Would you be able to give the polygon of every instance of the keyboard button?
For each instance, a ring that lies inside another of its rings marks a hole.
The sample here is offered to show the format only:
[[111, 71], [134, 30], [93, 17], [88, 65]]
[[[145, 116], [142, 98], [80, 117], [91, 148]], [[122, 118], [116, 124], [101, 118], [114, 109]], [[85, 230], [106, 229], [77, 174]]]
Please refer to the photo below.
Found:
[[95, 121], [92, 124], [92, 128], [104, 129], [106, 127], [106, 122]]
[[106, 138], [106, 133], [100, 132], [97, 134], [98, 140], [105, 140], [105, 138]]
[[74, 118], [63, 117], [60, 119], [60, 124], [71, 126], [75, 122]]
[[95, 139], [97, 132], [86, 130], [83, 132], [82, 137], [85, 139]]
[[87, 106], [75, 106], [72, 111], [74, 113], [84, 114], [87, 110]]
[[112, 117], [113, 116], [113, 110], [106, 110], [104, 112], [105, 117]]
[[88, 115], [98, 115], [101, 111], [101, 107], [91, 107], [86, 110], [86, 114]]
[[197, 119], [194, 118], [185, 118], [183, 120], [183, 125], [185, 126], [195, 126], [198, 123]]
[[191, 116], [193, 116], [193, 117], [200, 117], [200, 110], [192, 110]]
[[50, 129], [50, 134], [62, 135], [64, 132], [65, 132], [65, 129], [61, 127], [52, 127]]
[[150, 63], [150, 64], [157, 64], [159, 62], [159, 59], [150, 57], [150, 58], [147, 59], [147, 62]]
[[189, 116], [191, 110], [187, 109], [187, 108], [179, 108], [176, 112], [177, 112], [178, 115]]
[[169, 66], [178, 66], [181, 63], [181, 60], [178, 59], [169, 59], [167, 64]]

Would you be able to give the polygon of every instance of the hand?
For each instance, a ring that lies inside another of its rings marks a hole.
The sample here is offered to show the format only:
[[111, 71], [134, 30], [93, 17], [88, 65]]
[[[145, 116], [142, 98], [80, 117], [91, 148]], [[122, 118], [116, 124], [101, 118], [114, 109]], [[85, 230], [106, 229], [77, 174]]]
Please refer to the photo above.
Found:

++++++++++++++++++++

- [WHAT YOU NEED TO DO]
Lay out everything from the line containing "of the hand?" down to the end of the material as a JSON list of strings, one string per line, with blank lines left out.

- [THE ANSWER]
[
  "Would you be able to give the polygon of every instance of the hand?",
  "For each instance, a ring that lies inside another of its rings marks a hole.",
  "The sample here is offered to show the format only:",
  "[[111, 71], [134, 30], [93, 17], [88, 65]]",
  "[[[145, 116], [142, 98], [80, 117], [91, 148]], [[122, 118], [116, 124], [101, 118], [114, 109]], [[85, 230], [106, 229], [77, 174]]]",
  "Please refer to the photo above.",
  "Found:"
]